-- Opening Marker --

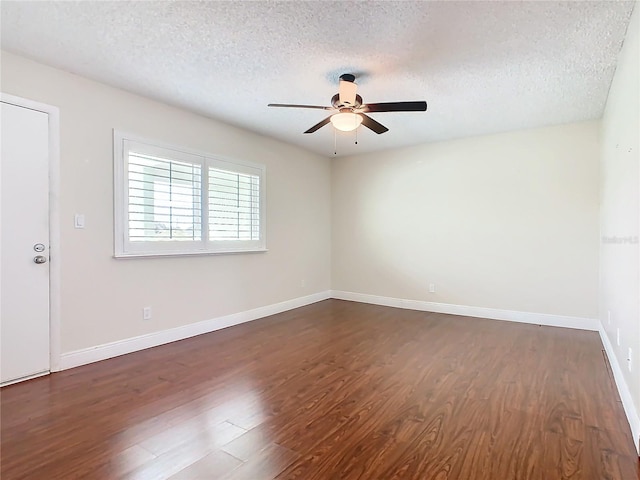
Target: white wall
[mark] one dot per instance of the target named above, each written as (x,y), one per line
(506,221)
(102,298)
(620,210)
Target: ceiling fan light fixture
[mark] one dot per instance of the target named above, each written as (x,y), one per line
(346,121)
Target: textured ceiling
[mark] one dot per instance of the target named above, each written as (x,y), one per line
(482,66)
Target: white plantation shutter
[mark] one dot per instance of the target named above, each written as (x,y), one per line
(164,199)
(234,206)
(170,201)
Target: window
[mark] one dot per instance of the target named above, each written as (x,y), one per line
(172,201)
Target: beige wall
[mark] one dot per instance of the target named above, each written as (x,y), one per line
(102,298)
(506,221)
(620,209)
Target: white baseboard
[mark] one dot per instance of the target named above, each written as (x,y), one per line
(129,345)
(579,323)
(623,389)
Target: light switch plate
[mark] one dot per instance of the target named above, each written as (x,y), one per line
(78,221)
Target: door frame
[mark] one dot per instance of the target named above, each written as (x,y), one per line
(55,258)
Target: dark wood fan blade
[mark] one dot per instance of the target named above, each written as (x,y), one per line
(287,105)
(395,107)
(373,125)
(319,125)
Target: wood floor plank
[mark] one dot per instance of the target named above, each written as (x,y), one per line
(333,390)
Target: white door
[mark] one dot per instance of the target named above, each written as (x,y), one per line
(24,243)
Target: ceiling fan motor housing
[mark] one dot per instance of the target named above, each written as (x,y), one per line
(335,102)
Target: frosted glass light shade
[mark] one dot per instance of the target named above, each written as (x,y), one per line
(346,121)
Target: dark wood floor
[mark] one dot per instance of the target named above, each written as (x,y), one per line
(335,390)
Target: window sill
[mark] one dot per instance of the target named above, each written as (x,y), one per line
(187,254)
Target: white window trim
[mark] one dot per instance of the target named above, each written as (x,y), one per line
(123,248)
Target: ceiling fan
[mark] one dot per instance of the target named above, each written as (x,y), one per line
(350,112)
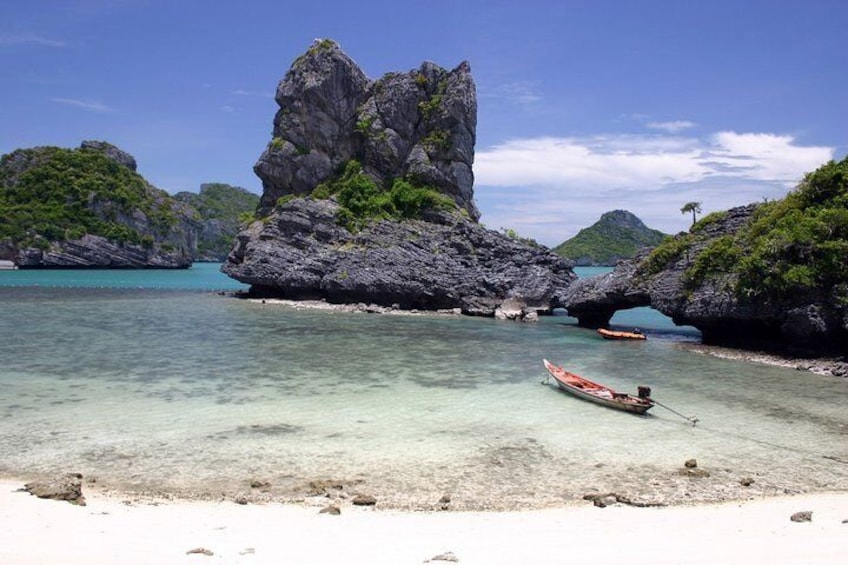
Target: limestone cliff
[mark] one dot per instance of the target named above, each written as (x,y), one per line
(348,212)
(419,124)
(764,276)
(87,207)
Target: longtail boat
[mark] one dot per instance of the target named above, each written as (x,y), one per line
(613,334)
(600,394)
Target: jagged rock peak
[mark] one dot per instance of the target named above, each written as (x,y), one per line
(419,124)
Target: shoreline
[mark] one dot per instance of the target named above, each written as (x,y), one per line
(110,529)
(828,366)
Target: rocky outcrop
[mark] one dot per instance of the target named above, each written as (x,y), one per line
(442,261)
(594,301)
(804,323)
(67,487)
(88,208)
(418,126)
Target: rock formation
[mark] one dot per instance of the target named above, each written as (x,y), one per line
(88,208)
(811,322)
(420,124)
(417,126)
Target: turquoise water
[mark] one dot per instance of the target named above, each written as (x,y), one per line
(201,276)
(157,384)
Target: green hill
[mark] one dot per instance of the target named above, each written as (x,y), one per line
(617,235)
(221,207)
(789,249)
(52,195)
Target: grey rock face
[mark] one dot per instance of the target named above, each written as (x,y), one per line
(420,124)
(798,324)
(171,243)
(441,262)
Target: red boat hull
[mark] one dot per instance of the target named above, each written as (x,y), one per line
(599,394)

-- Closing Marker --

§ What to work on
Identify each line in the records above containing the word "wall"; copy those lines.

§ Reply to the exercise
Target: white wall
Target: beige wall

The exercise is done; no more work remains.